The song was covered by the cast of Glee, led by Lea Michele, Cory Monteith with Amber Riley, and was released in 2009 exclusively on iTunes as a charity single, then in 2010 on Glee: The Music, The Christmas Album. The song entered the Billboard Hot 100, becoming the first time a cover version of the song appeared on the chart.

Charts

Joe McElderry version

British singer Joe McElderry covered the song in 2011. This version was released as a single on 19 December 2011, an EP was also released digitally in Ireland on 4 November 2011, and in the UK on 7 November 2011. Joe McElderry's version is taken from his third studio album, Classic Christmas, released 28 November 2011. 7th Heaven Remix & Production have done a remix for the song.

A short music video was made using footage which was filmed for the Classic Christmass album advertising, it features McElderry outside in the snow, collecting logs and taking them to a large house preparing for a Christmas party, a similar video was made for McElderry's version of "O Come All Ye Faithful". The advert and both videos were directed by Steve Lucker.

Ariana Grande version

"Last Christmas" is a song by American singer Ariana Grande. The song serves as the lead single from Grande's Christmas Kisses. It was released on 19 November 2013 in the iTunes Store.

Grande's cover draws primarily from pop music, contemporary R&B and soul and also includes newly written lyrics in place of some of the originals. The verses have been described as "bouncier" than the original melody.

Charts

Certifications

Carly Rae Jepsen version

"Last Christmas" was covered by Canadian singer Carly Rae Jepsen in 2015 and was released to digital retailers on 20 November 2015 through 604 Records (in Canada) and Interscope Records and School Boy Records (internationally). Jepsen's rendition was praised by critics for combining stylistic elements similar to the original with modern production. She performed the song live at the annual NBC television special Christmas in Rockefeller Center airing on 2 December 2015, and on the episode of The Late Late Show with James Corden airing on 16 December 2015.

Bianca Gracie of Idolator described the song as "quintessential Carly" for highlighting Jepsen's unique vocals and synth production and wrote that her cover will "charm your... socks off". Nolan Feeney of Time echoed those sentiments, noting that "Last Christmas" is "the kind of brokenhearted yet warm and sweet song [Jepsen] excels at". Jackson McHenry of Vulture applauded Jepsen for her straightforward approach to the song and avoiding the "vocal gymnastics" that bog down some Christmas covers.

A more critical review came from music blog Popcrush, who deemed the cover overproduced, saying "The slick production is a disservice to both Jepsen's vocals and the original's emotional heft.".

Charts

Other notable cover versions
 Billie Piper originally recorded a cover of the song as a B-side of her 1998 single "She Wants You". It was released as a CD single in limited areas of Europe, charting at No. 47 in Sweden. The single was released as a promotional vinyl single in the UK, limited to 500 copies, and therefore could not chart there.
=======
◆ Jobs:
1. From the excerpt on cover versions of "Last Christmas," list every publication or outlet quoted as reviewing Carly Rae Jepsen's version.
2. Answer these about the excerpt on "Last Christmas" covers:
(a) Who directed the advert and both videos connected to Joe McElderry's version?
(b) On what date was Ariana Grande's version released in the iTunes Store?
(c) Where did Billie Piper's CD single chart, and at what position?
3. Carry on with the excerpt on cover versions of "Last Christmas," starting right after its final sentence.

◆ Data section:
=======
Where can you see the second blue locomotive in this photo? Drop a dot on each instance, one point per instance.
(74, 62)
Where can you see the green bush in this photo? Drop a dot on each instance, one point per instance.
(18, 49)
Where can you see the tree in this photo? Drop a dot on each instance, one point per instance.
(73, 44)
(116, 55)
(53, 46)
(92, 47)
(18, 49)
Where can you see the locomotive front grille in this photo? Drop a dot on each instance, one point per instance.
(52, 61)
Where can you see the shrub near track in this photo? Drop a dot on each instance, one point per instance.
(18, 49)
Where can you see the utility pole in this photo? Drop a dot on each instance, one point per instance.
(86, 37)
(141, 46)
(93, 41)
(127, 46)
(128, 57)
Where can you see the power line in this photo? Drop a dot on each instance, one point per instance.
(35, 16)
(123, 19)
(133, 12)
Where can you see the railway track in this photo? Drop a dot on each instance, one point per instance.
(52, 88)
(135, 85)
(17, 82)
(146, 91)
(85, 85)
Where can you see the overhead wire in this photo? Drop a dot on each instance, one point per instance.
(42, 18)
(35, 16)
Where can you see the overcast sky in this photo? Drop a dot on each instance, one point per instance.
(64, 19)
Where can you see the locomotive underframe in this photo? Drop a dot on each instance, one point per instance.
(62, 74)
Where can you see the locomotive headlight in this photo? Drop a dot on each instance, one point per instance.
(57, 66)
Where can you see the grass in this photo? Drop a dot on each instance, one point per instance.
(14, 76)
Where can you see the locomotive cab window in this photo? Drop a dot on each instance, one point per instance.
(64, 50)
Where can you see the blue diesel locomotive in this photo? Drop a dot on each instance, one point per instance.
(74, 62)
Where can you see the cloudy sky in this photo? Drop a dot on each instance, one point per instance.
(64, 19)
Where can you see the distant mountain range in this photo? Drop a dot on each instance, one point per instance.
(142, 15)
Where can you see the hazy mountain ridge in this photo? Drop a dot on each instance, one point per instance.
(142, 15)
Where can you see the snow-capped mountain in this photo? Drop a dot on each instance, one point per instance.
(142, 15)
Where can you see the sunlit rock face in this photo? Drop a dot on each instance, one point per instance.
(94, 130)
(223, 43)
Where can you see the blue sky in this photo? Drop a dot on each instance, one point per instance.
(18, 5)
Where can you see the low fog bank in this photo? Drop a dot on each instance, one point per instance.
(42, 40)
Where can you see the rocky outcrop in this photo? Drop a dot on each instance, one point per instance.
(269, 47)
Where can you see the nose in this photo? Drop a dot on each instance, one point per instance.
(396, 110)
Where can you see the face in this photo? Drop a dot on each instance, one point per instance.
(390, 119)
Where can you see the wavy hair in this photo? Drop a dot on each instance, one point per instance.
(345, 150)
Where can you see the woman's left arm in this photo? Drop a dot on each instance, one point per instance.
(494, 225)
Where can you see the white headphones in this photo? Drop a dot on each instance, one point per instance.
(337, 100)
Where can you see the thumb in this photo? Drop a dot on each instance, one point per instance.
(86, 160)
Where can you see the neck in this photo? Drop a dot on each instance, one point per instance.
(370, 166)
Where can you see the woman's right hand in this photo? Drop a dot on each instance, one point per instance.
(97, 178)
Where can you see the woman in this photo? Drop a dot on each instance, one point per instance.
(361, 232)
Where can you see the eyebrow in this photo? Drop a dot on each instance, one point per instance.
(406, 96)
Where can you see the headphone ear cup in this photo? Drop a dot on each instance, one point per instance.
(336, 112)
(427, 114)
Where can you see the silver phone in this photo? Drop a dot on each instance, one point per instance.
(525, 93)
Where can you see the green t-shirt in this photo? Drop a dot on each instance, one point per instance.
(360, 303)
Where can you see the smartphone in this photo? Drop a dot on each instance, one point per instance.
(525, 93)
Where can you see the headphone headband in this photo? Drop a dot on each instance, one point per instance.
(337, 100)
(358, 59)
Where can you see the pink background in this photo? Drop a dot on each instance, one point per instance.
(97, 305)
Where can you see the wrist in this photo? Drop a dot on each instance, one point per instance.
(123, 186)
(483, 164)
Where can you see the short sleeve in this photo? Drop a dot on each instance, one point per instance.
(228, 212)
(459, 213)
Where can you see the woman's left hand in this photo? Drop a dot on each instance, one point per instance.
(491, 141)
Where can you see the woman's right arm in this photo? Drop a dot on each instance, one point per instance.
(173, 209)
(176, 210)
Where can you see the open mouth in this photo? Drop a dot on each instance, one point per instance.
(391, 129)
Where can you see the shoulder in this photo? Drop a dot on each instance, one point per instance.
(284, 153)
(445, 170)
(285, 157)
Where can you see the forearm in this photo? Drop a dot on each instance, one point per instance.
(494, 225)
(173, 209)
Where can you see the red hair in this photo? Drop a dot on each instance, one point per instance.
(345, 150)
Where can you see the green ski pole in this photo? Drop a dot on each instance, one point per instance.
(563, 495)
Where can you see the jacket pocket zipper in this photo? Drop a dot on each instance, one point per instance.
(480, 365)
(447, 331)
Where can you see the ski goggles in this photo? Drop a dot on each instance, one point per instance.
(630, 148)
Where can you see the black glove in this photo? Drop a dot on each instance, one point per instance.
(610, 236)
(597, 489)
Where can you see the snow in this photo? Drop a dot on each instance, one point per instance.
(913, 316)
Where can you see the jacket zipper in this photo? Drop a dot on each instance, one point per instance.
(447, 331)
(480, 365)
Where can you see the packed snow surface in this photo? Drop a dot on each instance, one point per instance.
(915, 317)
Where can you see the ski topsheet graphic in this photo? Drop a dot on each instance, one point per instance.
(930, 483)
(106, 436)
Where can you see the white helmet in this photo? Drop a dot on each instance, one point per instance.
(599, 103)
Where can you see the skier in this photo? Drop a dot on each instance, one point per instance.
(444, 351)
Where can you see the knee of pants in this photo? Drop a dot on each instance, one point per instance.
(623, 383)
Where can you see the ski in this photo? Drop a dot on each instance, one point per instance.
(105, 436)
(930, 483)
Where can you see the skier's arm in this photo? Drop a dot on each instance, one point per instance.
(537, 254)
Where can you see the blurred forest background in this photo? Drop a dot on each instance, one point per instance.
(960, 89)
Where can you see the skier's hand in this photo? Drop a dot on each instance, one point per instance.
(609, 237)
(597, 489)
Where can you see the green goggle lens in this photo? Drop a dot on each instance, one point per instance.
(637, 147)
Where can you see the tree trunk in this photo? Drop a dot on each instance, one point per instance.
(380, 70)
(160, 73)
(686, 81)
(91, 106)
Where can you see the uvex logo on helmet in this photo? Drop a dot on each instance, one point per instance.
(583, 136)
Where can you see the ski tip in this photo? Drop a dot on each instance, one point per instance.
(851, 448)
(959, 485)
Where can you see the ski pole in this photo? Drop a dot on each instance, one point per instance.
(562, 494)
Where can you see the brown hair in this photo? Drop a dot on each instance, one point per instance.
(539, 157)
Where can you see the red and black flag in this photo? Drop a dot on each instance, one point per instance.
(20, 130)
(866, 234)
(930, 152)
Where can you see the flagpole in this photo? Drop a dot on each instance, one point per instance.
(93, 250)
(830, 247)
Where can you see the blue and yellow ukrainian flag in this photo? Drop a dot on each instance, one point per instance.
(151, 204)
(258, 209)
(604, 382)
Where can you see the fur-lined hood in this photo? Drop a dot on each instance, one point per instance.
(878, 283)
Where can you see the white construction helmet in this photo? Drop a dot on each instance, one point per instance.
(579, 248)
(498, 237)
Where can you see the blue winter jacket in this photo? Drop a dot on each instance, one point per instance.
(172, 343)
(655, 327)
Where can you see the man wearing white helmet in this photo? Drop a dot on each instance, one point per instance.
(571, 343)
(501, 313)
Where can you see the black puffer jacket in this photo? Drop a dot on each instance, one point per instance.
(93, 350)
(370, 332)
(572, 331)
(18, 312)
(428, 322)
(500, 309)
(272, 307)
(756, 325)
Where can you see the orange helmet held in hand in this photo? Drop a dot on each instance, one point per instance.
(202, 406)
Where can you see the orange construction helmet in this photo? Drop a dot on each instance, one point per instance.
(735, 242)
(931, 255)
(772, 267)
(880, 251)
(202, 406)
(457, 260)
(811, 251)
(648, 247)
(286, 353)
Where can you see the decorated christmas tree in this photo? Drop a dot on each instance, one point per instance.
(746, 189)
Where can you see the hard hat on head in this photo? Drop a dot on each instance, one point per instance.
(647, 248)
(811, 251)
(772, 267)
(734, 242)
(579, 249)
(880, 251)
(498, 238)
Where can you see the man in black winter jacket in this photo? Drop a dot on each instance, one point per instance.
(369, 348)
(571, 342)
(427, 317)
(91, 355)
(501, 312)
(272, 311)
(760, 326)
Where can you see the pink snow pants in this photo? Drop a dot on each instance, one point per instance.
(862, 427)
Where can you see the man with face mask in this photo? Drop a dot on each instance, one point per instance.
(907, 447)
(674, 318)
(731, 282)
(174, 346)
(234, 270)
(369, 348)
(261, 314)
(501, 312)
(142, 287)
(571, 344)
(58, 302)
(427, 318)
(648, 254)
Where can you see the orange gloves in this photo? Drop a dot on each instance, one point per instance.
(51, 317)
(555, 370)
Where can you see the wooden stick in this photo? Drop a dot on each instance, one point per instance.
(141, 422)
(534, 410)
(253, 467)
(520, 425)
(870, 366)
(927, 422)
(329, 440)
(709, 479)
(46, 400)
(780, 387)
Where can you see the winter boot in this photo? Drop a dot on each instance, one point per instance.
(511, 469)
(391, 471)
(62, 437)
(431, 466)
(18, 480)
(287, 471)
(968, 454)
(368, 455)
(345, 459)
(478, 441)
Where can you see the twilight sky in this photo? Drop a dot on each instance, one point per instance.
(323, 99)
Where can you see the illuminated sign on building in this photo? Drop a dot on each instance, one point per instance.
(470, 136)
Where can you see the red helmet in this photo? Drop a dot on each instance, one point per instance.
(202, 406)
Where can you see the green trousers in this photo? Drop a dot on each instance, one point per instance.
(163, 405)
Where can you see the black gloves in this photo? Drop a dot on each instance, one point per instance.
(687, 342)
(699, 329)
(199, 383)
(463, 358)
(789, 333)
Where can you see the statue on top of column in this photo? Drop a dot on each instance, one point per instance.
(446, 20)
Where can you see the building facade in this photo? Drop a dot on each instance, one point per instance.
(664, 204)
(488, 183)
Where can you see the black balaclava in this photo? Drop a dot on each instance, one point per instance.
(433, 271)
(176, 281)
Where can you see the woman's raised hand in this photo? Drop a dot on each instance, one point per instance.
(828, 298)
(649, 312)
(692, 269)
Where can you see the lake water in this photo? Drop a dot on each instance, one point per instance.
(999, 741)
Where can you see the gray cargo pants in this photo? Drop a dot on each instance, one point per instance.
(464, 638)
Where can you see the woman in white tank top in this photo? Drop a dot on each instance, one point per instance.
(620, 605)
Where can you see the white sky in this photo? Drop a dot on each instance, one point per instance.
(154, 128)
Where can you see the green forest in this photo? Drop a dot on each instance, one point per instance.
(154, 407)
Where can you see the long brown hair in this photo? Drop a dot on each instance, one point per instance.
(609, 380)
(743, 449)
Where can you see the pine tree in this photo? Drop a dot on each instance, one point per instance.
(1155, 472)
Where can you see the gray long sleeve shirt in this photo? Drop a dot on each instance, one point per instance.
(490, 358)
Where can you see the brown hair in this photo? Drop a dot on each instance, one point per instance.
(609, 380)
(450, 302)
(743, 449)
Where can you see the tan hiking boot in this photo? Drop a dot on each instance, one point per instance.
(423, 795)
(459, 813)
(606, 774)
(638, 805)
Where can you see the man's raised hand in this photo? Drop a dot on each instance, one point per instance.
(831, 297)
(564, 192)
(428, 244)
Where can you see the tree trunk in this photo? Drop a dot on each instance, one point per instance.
=======
◆ Set of answers:
1. Idolator, Time, Vulture, Popcrush

2.
(a) Steve Lucker
(b) 19 November 2013
(c) Sweden, at No. 47

3.
 Taylor Swift covered "Last Christmas" for her 2007 EP, The Taylor Swift Holiday Collection. Swift's cover peaked at number 28 on the US Billboard Hot Country Songs chart in January 2008 and at number 46 on the Hot Digital Songs chart in December 2008. On Billboard's Greatest of All Time Holiday 100 chart, which measured chart data 1958–2016, Swift's "Last Christmas" charted at number 56.
 Hilary Duff covered the song for her 2002 debut album, Santa Claus Lane. This version peaked at number 68 on the South Korean Gaon Chart in 2012.
 James TW's version in 2018 peaked at number 22 on the New Zealand Hot Singles Chart, and at number 38 on Sverigetopplistan, the official Swedish singles chart.
 Backstreet Boys released a cover of the song on September 6, 2022, as a part of their first Christmas album, A Very Backstreet Christmas. It was accompanied by a music video on November 1 the same year and reached number 1 on the Billboard Holiday AC chart.
 Lauren Spencer-Smith released a cover of the song on November 11, 2022. Her version peaked at number 81 on the Billboard Hot 100 in December 2022.
 Pentatonix featuring Hikakin & Seikin, on their 2022 album Holidays Around the World.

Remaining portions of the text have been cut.